Exercise instructions >> Exact copies of the lines below are the goal; any images in them are dropped.

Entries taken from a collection
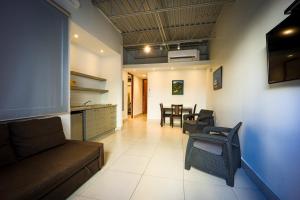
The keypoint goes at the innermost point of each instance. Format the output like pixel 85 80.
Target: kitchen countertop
pixel 89 107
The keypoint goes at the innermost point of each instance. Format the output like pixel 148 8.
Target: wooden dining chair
pixel 176 112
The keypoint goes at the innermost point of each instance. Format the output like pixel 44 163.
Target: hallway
pixel 145 161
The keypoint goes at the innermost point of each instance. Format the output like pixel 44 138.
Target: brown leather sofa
pixel 37 162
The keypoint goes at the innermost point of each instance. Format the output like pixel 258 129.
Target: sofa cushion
pixel 7 155
pixel 209 147
pixel 35 176
pixel 33 136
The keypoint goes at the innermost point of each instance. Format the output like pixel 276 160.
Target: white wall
pixel 94 22
pixel 160 90
pixel 108 67
pixel 137 96
pixel 270 113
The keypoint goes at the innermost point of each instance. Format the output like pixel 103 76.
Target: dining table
pixel 186 110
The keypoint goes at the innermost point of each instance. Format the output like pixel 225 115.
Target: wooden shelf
pixel 87 76
pixel 88 89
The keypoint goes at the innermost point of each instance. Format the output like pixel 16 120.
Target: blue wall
pixel 33 59
pixel 270 136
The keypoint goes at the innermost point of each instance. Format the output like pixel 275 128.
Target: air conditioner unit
pixel 183 55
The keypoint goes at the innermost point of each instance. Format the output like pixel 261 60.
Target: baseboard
pixel 269 194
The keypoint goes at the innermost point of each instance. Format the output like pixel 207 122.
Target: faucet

Solution to the problem >>
The keypoint goes at the innermost point of each instance. Format the output like pixel 85 80.
Target: kitchen countertop
pixel 89 107
The keypoint goes at the innermost point of each instance. Format the output like pixel 148 8.
Target: wooden dining chair
pixel 176 112
The keypoint goes at the innermost point of each instance. Format the output like pixel 44 163.
Target: hallway
pixel 145 161
The keypoint goes at the innermost point of each instance. Format the output like pixel 44 138.
Target: brown leather sofa
pixel 37 162
The keypoint goes at the innermost point of each instance. Format the output like pixel 258 129.
Target: sofa cushion
pixel 7 155
pixel 209 147
pixel 35 176
pixel 33 136
The keypoint goes at the innermost point of each instance. Format the output like pixel 276 160.
Target: white wall
pixel 94 22
pixel 160 90
pixel 108 67
pixel 137 96
pixel 270 113
The keypoint goes at the innermost point of each instance. Format the output like pixel 103 76.
Target: dining table
pixel 186 110
The keypoint goes at the innermost point of each instance. Format the output like pixel 225 115.
Target: wooden shelf
pixel 87 76
pixel 88 89
The keypoint goes at the innermost point of each instance. Format the output like pixel 16 120.
Target: blue wall
pixel 33 59
pixel 270 136
The keypoint goes at the innermost point of each instance. Format the output like pixel 275 128.
Target: air conditioner unit
pixel 183 55
The keypoint goes at the innermost point of each instance. Format the output like pixel 261 60.
Target: baseboard
pixel 269 194
The keypoint goes at the innermost point of each instance. Format the output like pixel 207 122.
Target: faucet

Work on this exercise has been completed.